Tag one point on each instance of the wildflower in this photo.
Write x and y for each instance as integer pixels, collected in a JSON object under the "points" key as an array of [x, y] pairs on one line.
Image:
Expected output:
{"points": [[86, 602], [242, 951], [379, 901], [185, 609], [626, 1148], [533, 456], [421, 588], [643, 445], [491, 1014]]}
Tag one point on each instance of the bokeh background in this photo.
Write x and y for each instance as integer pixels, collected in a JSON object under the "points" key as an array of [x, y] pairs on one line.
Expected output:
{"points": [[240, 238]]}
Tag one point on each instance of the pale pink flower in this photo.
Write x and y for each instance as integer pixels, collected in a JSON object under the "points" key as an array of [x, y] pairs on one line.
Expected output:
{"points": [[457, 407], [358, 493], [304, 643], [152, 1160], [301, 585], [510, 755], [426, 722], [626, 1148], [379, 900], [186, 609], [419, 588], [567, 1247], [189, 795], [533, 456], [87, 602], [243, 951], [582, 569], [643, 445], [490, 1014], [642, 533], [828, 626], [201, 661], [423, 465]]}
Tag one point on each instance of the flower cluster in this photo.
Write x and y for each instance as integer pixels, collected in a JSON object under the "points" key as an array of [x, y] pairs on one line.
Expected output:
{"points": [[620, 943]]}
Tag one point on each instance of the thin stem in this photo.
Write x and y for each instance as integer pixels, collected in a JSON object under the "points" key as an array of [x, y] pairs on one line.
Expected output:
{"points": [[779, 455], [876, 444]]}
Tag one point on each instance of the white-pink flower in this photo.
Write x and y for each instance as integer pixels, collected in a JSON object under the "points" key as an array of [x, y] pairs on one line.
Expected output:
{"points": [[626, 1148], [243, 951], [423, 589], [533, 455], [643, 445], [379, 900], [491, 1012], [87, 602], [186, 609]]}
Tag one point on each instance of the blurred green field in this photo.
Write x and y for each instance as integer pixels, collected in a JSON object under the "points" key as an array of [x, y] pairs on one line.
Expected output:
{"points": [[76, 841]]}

Task statement: Rewrite all the entries above as a two-column CSV with the header row instruction,output. Give one row per entry, with the entry's text and its expected output each in a single quoted field and line breaks replaced by spaces.

Output of the exercise:
instruction,output
"Tag one point on each instance of the wildflower in this photo. Write x and y for each instance as integer pixels, collected in a JSON object under the ""points"" key as an array of [x, y] pairs on one line. Image: Expected output:","{""points"": [[86, 602], [242, 951], [379, 901], [185, 609], [626, 1148], [533, 456], [421, 588], [643, 445], [491, 1014]]}"
"Tag one point on each instance of the bokeh background in this photo. Write x and y for each instance as integer pixels, collected in a JSON object under the ""points"" key as an array of [x, y] pairs on one line. Expected output:","{""points"": [[240, 238]]}"
"Tag one point on each instance of the pale pink flower in this photo. Write x and y for each instance as integer pixels, collected in a JSON object under the ""points"" key as an array of [x, y] pairs on one line. Expected output:","{""points"": [[457, 407], [358, 493], [304, 643], [152, 1160], [301, 585], [510, 755], [426, 722], [626, 1148], [379, 900], [186, 609], [419, 588], [567, 1247], [189, 795], [533, 456], [87, 602], [243, 951], [582, 569], [643, 445], [490, 1014], [642, 533], [828, 626], [201, 661], [423, 465]]}"
"Tag one point on each instance of the flower cluster in this photo. Write x and y for each instance as integer pixels, collected in a JSON object under the ""points"" key as an array of [x, y] pairs on one line. Expected output:","{""points"": [[620, 943]]}"
"Tag one point on each instance of the thin stem in this photo. Write x and y for each instance as integer pixels, collected in a JSON object under the ""points"" key as an array of [x, y] pairs on one line. Expected output:","{""points"": [[779, 455], [876, 444]]}"
"Tag one point on each instance of the white-pink flower in this photo. Write x and y for each instance as integer pixels, collected in a JSON object under the ""points"" key as an array of [x, y] pairs on one line. Expected output:","{""points"": [[626, 1148], [243, 951], [423, 589], [533, 455], [643, 445], [379, 900], [491, 1012], [87, 602], [186, 609]]}"
"Tag one point on each instance of the blurred green field in this photo. Write x and y for each instance as integer pixels, collected in a JSON object under the ""points"" key as an array of [x, y] pairs on one line. Expected output:","{""points"": [[76, 841]]}"